[Task objective]
Output the listing as a two-column CSV with the columns request and answer, one row per request, each value in a single quoted field with line breaks replaced by spaces. Cover only the listing from the line with "Output form: <point>479,87</point>" up to and including the line with "<point>302,204</point>".

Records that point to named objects
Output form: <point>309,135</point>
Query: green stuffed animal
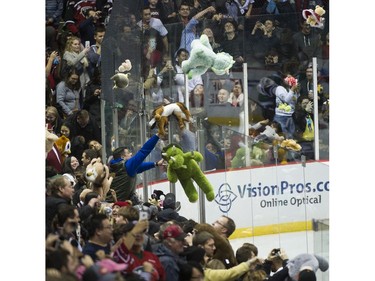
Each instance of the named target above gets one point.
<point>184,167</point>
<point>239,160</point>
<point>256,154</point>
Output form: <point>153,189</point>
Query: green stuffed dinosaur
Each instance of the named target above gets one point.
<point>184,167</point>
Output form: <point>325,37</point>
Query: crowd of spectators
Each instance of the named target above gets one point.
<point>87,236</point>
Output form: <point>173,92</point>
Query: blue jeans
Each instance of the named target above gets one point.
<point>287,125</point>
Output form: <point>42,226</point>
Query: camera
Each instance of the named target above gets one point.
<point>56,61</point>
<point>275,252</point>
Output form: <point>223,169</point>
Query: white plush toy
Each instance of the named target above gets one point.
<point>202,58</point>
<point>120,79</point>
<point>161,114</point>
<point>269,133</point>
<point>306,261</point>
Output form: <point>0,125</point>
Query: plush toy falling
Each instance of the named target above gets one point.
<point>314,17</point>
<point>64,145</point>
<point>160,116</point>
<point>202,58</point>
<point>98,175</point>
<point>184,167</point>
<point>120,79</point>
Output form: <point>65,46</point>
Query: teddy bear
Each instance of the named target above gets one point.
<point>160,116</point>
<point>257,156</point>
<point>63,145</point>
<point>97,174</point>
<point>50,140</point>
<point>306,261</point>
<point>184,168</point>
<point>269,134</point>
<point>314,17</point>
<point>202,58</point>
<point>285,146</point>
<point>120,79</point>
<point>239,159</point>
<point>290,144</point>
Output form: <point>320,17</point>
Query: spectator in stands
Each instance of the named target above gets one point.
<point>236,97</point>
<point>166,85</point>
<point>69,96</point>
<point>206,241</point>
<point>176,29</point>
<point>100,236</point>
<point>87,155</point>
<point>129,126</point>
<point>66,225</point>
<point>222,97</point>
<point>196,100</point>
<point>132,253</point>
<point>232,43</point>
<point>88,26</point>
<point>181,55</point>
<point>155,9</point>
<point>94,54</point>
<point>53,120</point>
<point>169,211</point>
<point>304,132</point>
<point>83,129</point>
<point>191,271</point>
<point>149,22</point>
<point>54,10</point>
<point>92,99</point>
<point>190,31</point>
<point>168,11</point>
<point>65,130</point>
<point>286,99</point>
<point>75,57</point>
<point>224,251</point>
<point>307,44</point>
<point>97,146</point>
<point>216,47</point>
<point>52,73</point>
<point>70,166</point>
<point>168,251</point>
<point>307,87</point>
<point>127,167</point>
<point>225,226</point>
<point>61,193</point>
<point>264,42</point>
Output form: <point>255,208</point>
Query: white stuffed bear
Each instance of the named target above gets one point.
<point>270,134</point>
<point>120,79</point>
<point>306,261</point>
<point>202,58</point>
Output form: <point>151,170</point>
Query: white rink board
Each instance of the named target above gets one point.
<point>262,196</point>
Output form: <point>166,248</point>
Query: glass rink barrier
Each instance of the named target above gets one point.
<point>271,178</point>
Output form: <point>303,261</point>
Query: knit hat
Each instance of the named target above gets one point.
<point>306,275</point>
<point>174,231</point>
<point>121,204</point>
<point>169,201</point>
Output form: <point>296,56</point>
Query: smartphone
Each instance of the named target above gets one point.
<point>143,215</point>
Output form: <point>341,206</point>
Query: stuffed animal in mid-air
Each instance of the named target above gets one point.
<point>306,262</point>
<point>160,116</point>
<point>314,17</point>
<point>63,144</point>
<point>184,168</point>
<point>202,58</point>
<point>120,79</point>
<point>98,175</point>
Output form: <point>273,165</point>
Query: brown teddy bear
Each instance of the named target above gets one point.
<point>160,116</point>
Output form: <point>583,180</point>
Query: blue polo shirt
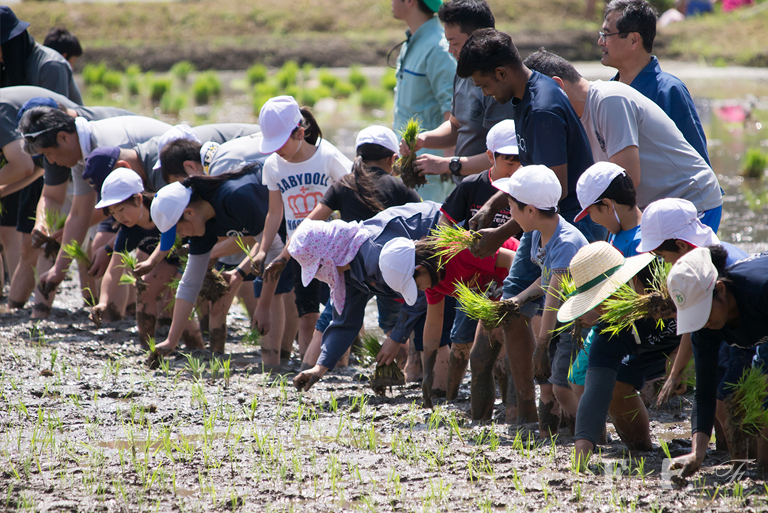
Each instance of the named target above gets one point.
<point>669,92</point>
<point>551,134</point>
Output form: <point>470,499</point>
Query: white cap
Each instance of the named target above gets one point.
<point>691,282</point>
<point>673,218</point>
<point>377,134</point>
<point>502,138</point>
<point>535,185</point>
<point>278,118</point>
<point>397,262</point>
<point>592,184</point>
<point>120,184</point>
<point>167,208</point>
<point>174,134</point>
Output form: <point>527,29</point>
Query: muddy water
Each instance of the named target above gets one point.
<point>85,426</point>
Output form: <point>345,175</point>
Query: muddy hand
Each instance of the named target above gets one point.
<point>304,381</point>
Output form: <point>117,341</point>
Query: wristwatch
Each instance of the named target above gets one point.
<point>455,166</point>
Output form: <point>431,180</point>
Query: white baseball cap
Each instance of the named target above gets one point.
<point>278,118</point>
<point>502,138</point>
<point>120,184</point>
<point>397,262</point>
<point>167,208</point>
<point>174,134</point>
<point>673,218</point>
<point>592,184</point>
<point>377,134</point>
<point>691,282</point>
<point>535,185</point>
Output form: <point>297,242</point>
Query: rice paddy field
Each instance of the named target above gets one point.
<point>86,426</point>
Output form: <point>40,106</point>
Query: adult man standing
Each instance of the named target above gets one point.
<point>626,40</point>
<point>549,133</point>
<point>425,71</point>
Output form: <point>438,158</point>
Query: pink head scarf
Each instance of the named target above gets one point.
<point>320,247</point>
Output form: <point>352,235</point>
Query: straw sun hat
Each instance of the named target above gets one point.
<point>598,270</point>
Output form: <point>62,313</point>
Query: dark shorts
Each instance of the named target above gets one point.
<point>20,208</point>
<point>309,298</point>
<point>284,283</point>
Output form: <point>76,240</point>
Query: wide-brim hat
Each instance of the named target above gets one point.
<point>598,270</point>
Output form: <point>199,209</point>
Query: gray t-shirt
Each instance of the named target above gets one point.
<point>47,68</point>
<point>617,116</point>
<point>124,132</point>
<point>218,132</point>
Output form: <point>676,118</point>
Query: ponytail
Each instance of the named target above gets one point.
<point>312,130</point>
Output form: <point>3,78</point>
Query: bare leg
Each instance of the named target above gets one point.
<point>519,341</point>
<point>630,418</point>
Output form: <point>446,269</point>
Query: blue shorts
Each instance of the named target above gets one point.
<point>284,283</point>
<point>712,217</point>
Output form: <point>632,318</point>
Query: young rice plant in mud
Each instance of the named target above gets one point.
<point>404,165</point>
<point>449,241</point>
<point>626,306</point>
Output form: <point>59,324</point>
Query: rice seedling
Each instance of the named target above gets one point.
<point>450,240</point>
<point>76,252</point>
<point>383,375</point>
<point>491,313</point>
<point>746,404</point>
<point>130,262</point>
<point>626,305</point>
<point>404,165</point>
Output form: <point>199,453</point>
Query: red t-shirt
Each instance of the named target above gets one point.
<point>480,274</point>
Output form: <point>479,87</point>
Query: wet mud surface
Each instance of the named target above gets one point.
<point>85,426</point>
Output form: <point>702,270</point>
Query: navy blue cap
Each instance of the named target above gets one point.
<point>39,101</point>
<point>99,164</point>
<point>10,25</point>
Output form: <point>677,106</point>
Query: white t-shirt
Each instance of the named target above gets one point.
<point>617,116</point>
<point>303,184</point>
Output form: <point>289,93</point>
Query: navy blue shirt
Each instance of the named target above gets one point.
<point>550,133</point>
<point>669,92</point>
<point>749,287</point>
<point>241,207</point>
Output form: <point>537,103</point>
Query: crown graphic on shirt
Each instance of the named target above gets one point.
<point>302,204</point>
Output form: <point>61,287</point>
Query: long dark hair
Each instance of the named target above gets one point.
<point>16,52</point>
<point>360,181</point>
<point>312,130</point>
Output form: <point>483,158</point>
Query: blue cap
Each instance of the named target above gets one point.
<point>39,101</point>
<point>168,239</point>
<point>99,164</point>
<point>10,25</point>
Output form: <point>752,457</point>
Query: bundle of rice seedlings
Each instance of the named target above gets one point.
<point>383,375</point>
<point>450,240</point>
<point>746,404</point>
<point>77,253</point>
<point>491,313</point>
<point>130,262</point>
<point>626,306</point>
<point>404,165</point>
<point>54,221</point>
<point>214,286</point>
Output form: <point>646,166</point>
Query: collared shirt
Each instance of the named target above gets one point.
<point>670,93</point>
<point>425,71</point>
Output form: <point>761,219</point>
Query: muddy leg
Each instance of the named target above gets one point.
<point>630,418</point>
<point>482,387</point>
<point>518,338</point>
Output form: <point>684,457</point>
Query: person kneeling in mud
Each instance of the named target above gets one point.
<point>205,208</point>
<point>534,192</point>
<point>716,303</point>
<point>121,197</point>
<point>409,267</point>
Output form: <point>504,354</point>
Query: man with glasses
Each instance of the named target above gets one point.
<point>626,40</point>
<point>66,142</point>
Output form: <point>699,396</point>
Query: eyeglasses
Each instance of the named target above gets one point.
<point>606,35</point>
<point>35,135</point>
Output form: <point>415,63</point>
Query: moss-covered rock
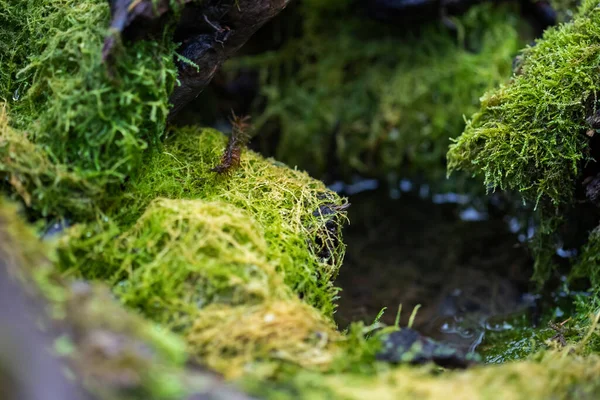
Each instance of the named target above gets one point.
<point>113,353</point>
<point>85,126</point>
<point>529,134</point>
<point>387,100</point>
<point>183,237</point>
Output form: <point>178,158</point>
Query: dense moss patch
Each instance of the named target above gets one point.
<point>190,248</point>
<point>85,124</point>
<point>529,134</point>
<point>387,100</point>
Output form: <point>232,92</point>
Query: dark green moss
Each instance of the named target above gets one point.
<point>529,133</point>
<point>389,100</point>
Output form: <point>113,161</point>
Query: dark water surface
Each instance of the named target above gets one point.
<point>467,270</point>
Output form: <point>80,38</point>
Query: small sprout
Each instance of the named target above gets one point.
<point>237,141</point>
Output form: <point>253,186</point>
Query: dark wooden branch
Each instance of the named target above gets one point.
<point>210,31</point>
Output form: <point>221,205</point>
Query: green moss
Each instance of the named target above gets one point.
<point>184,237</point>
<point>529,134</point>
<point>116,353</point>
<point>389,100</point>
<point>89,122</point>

[Exercise response]
request,answer
"Output form: <point>479,87</point> Query: wet mud surface Each instance of the named target above gets one point.","<point>85,426</point>"
"Output form: <point>702,270</point> Query: navy blue cap Each instance of the named target above gets one point.","<point>39,101</point> <point>99,164</point> <point>10,25</point>"
"Output form: <point>677,106</point> Query: white t-shirt Each instance of the named target above gets one point.","<point>617,116</point> <point>303,184</point>"
"Output form: <point>289,93</point> Query: navy blue shirt Each instance of the named target above gets one point.","<point>550,133</point> <point>669,92</point> <point>749,287</point> <point>241,207</point>"
"Output form: <point>537,103</point> Query: crown graphic on shirt Each instance of the named target above gets one point.","<point>302,204</point>"